## WHAT IS NEEDED
Report each line of the entries below that contains the word "floor". Copy every such line in full.

## AVAILABLE RECORDS
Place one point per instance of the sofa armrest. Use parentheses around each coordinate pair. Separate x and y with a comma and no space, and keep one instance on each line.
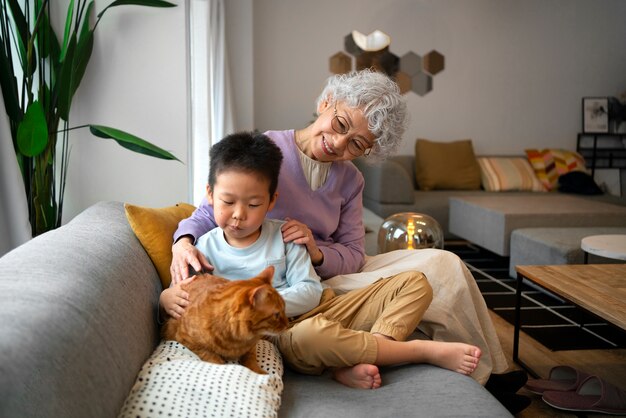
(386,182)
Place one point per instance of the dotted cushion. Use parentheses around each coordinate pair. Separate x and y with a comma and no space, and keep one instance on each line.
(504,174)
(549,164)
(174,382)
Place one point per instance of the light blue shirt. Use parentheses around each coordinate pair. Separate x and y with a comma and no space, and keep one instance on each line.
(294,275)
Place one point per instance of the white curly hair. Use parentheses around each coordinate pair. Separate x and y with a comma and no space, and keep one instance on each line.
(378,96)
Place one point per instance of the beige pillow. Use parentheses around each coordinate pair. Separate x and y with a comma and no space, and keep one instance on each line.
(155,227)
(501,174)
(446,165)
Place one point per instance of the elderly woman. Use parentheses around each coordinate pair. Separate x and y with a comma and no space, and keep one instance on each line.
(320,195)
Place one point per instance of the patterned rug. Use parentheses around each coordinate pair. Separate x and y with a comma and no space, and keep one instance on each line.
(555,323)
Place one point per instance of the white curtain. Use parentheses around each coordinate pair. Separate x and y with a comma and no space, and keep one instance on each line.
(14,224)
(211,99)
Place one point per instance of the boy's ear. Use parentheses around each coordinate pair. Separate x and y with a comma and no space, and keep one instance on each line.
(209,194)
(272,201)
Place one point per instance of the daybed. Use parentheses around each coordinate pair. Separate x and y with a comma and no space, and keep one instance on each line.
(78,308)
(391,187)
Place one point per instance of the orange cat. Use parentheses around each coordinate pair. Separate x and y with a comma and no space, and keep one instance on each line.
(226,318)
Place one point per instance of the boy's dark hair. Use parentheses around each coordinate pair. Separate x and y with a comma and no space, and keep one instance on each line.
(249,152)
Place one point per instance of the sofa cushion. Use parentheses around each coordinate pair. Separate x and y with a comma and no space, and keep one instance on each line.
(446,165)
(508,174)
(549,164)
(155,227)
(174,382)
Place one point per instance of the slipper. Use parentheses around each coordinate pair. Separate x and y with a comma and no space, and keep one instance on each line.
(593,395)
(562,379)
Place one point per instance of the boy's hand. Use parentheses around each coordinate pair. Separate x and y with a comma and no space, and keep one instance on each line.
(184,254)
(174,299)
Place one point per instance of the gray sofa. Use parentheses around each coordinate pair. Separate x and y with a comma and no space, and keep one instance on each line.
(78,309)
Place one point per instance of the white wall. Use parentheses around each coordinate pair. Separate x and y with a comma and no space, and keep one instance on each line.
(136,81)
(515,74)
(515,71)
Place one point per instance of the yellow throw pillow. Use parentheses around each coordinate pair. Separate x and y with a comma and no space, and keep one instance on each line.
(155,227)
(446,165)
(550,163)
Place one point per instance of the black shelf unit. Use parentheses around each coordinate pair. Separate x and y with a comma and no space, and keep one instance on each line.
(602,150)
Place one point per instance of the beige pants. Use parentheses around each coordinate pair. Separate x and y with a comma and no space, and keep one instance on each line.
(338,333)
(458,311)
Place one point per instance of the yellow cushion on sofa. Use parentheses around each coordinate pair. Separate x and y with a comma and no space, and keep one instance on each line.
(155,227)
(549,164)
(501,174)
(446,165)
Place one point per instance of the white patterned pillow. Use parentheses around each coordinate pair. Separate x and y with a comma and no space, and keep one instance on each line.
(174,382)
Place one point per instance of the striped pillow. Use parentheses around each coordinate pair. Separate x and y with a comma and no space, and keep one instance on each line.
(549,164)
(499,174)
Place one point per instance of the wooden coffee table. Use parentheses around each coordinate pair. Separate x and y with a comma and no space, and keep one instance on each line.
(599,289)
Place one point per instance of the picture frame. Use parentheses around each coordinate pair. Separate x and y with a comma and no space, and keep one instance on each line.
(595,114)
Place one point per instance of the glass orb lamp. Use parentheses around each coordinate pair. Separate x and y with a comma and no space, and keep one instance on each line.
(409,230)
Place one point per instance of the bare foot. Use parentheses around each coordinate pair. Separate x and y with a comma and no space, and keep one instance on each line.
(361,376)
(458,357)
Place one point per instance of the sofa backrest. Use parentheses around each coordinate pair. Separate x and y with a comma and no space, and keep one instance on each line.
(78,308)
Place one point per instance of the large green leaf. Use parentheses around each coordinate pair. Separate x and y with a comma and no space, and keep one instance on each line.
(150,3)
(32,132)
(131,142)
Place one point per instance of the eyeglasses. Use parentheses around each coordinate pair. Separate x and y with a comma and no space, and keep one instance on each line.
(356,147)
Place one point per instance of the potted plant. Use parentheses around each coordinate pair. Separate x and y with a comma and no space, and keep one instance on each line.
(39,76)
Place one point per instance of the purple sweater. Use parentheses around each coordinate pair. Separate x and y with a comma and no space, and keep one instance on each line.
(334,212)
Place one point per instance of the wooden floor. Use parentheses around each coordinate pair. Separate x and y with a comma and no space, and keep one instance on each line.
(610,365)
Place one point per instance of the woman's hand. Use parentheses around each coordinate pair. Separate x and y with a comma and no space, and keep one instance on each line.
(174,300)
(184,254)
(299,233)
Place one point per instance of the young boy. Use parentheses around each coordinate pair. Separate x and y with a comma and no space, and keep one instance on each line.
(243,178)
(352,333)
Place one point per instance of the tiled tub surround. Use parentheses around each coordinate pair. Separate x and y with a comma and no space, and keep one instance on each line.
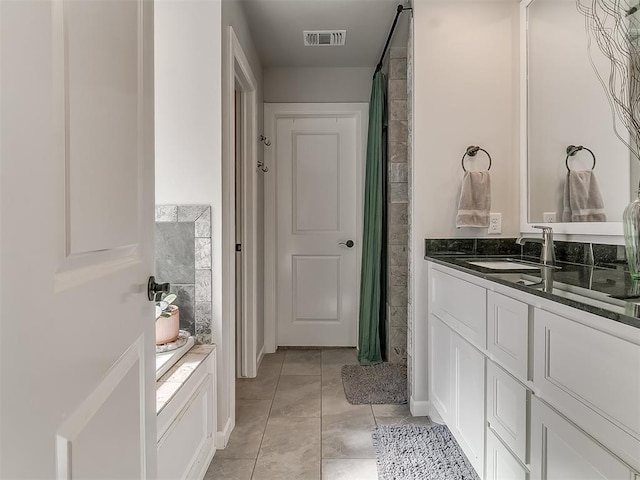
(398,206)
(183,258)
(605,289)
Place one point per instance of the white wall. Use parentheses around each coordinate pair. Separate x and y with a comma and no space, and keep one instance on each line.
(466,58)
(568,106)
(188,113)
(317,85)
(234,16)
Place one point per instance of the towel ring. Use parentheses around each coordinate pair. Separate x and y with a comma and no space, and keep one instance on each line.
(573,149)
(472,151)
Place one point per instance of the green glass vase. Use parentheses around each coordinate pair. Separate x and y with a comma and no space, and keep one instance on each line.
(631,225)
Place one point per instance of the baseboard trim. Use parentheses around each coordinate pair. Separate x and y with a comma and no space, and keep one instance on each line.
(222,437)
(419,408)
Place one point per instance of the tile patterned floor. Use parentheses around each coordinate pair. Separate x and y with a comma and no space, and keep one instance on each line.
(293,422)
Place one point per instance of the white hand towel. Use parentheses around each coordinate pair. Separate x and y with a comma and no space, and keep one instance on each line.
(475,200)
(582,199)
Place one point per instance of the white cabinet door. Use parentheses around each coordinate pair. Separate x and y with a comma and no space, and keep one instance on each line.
==
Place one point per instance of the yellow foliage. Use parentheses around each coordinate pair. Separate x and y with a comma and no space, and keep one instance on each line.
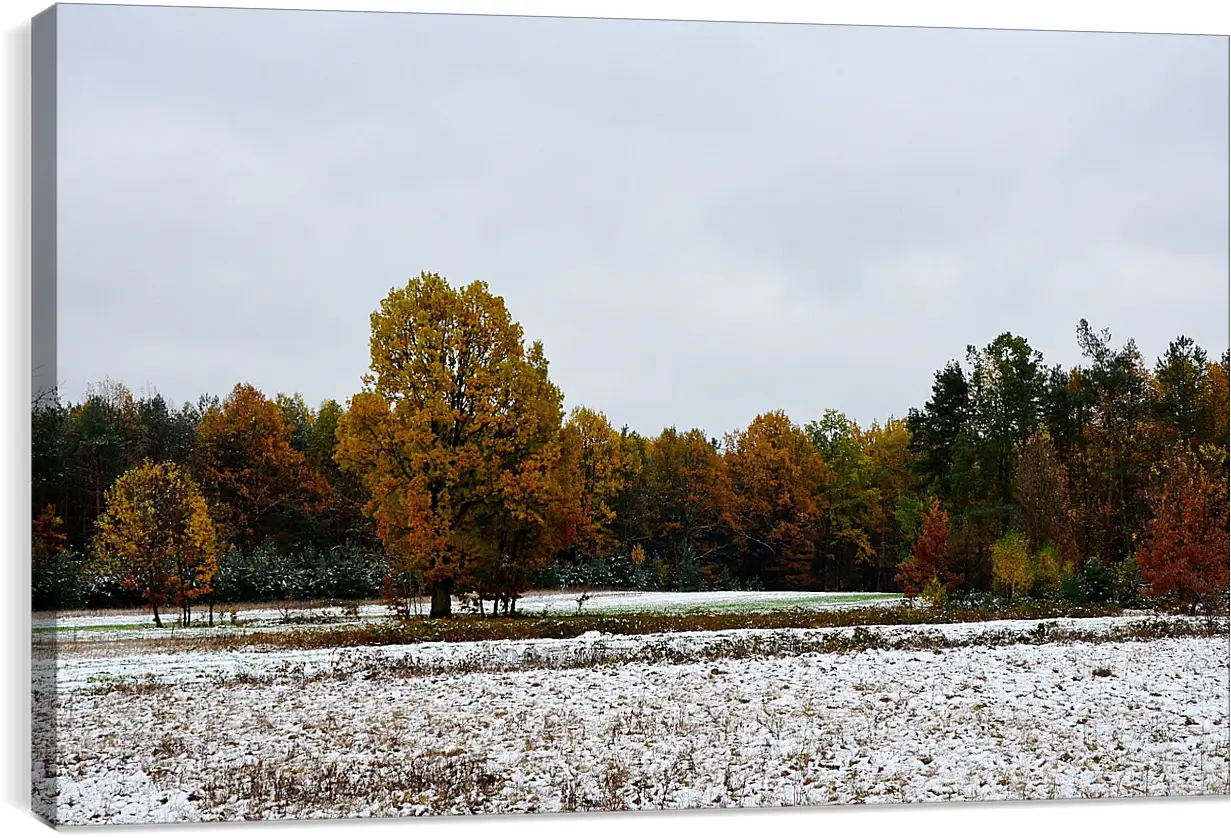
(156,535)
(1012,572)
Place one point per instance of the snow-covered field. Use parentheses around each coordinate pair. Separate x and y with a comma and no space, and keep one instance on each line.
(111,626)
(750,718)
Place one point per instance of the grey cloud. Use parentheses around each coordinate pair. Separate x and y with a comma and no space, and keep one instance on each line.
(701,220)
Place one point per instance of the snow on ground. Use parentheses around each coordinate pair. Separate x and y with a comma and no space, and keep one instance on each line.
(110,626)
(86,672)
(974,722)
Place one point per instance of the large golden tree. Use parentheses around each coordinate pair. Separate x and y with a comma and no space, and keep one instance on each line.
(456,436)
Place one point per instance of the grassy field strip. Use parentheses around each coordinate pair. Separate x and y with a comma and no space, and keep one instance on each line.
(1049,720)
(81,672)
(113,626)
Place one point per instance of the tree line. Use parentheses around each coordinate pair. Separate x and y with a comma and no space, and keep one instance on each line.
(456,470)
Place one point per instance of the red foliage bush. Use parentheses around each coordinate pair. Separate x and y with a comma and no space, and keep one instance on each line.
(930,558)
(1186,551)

## ANSWER
Place one point per instance of the wooden floor. Use parentheses around each coordinate pair. Separate x and y with a comma and no space, and keep one instance on each line.
Place one point per instance of the tile patterned floor. Use parentheses around each coordinate pair. Separate x and y with a comma and no space, and keep one instance on each line.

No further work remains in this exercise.